Goal: Return the following lines word for word, changing nothing.

'''

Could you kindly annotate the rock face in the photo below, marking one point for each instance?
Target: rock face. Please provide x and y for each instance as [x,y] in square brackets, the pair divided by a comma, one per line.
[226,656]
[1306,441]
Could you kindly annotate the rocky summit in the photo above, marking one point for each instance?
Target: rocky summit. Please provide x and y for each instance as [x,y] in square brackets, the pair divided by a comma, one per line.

'''

Result of this exercise:
Could you kindly annotate the rock face in the photo below, marking one point for each instance?
Target: rock face. Please provide x and y for each instance as [x,y] in square brackets, the pair divided by a comma, one per line.
[226,656]
[1306,441]
Could you kindly annotate the rocky summit in the photo above, marking one point for each instance?
Target: rocky summit. Please provide x and y for each instance as [x,y] in square brackets, the pair divided by a comma, one per line.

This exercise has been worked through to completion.